**What you should do**: Some lines in the listing hold the word "green". Return each of them.

#####

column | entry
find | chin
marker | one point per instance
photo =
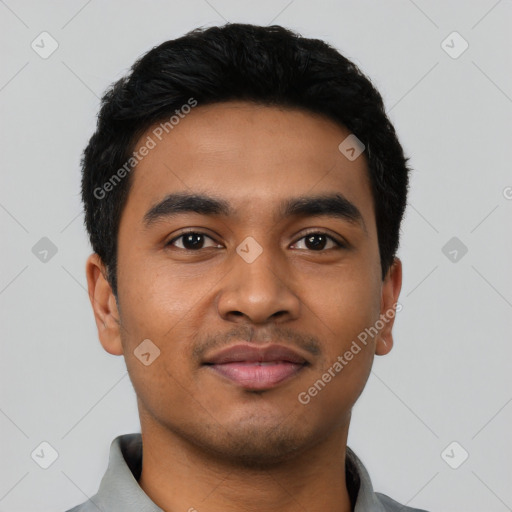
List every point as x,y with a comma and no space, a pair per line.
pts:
251,446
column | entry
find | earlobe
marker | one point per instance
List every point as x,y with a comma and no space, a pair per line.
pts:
104,305
390,292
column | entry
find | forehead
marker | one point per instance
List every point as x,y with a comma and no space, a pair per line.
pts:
251,155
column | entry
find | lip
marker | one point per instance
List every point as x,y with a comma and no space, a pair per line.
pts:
257,367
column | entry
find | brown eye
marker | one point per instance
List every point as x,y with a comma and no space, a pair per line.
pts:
318,242
191,241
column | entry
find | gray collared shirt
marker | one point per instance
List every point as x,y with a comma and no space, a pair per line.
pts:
119,490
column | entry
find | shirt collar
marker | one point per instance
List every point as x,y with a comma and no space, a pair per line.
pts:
119,488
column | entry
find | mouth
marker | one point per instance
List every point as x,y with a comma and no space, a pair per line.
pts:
256,367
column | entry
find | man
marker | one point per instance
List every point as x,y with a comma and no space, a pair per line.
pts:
243,194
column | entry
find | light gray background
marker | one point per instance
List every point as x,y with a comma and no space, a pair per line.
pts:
447,378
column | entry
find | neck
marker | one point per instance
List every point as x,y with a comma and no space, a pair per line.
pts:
178,476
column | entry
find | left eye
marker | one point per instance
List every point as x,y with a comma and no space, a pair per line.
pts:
318,241
192,240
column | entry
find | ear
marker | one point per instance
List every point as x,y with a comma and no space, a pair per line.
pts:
391,287
104,305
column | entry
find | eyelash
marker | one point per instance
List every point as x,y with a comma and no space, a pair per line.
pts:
339,245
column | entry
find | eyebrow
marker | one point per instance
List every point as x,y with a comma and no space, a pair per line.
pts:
329,205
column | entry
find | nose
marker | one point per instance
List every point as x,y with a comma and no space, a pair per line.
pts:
259,291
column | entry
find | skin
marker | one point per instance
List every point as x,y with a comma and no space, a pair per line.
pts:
208,443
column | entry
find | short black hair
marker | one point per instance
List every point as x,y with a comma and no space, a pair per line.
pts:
270,66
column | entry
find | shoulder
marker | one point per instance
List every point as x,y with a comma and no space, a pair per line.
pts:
87,506
391,505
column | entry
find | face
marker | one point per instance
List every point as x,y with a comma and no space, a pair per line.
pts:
249,295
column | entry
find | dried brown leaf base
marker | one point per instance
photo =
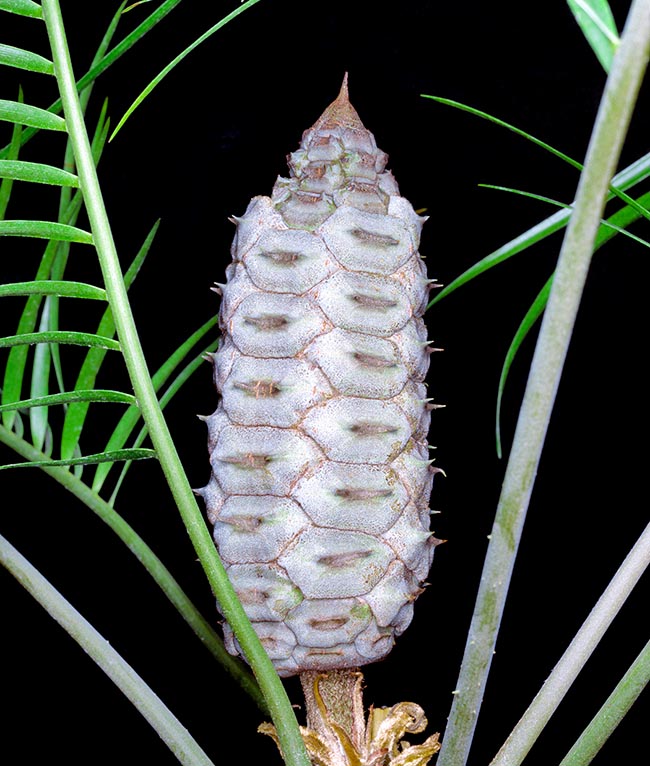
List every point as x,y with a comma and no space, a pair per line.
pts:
338,734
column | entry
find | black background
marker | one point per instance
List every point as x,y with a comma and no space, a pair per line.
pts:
211,136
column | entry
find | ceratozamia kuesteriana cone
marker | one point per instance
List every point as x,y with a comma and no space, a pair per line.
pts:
320,468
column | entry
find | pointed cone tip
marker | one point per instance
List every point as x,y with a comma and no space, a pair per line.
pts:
340,113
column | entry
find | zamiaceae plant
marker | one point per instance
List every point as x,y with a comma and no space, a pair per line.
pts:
321,476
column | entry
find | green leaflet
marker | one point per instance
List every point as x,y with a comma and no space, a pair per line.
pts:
54,287
97,395
101,457
37,173
60,336
45,230
32,116
22,8
22,59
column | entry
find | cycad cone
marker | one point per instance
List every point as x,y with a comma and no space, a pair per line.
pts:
320,469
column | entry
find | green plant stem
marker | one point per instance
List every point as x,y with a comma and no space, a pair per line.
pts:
611,713
552,345
170,729
523,736
163,577
278,702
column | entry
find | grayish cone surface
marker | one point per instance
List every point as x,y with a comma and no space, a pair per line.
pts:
320,468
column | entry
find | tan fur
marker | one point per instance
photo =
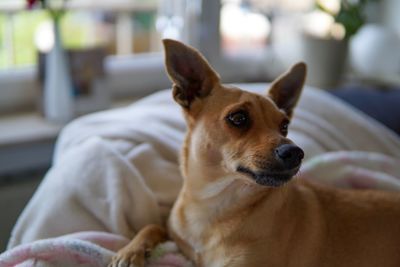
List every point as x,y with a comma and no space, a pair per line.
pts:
224,218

#####

**Response area**:
find | green leaflet
find | green plant stem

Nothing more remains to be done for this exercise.